> **WRITTEN PROBLEM 1**: Decide whether each statement below agrees with the reminiscence about Paul Lyon, answering yes or no and quoting the deciding words of the text. (a) The narrator first met Paul in the fall of 1996. (b) Paul's trip to England, when he stayed with distant relatives in Leeds, took place in the 1980s. (c) The narrator had gone back to reread Carr's What is History?

> **SOURCE EXCERPT**:
Friday, December 23, 2011

Thirty-seven: The Widening Horizon



One of Paul Lyon’s notable characteristics was his ability to pepper almost every encounter with some information that one did not know, though one frequently felt that one ought to know it. I remember on first meeting Paul in the fall of 1996, standing at the top of the stairs from the I-wing gym (I didn’t know at the time that this would be one of the places we would most frequently bump into each other, Paul holding his gym clothes), he informed me about a trip he had made to England in the 1960s during which he had stayed with distant relatives in the large and extensive Jewish community of Leeds. Well, of course, the fact that there was a large Jewish community in Leeds was news to me, and almost every subsequent encounter followed in a similar vein as I learned about historians and academics he knew (and I should have), about Philip Roth and Newark in the 50s, about incidents at the college, and on and on.
One name that came up frequently was E.H. Carr, an English historian we history undergraduates all read in our first weeks at British universities. I had some recollection of his work – What is History? – remembering mainly the outlines of his various points about the study of history, and the fact that these fit loosely within a Marxist approach; but I had not gone back to it, and the finer points Paul made about Carr were, truth to tell, frequently more opaque for me than they perhaps should have been. But I got enough of a sense from Paul, during many of these conversations, that Carr had been a guiding light for him in shaping his approach to his research and writing.

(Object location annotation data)
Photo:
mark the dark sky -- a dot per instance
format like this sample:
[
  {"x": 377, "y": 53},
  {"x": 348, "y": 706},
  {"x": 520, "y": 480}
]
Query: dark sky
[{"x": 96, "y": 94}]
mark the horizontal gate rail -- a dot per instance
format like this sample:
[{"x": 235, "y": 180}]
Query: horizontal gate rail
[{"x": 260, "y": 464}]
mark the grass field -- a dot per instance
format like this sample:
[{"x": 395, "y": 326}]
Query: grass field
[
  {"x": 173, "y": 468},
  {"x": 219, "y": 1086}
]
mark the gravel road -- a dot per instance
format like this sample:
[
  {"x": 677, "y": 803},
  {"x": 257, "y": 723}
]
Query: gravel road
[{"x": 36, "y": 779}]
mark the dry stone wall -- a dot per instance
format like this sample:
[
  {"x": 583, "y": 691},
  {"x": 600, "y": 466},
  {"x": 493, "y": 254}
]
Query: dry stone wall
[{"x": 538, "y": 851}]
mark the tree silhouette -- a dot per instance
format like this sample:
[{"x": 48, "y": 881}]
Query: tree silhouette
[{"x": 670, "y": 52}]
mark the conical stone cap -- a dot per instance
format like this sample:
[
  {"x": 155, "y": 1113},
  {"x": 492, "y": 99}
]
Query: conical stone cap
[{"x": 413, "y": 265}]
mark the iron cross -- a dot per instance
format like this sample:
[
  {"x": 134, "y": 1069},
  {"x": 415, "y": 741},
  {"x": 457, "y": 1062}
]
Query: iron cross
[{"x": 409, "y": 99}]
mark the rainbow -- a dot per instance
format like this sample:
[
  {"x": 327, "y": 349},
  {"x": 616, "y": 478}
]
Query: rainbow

> **WRITTEN PROBLEM 2**: Count the lines of the records that contain the string "instance", and reply with that number alone.

> **EXERCISE RESPONSE 1**:
(a) Yes: "on first meeting Paul in the fall of 1996"
(b) No: "a trip he had made to England in the 1960s"
(c) No: "but I had not gone back to it"

> **EXERCISE RESPONSE 2**: 9